*Data for processing:*
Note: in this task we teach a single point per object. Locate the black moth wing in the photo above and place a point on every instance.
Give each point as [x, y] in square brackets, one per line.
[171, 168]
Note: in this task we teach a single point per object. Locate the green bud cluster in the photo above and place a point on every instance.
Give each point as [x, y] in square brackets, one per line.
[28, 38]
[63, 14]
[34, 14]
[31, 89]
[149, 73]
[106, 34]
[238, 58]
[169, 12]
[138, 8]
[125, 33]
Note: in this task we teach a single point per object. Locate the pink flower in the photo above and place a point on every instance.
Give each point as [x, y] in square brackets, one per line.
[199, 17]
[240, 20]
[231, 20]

*What you are asked to do:* Format the data from the line containing "Locate the pink" through the end of the data as a JSON list of strings, with one string per line and blank lines omitted.

*Final result:*
[
  "Note: in this task we teach a single point per object. Locate the pink flower in the photo above and place a point on every instance.",
  "Give each point as [x, y] in square brackets, one per line.",
  "[199, 17]",
  "[240, 20]",
  "[231, 20]"
]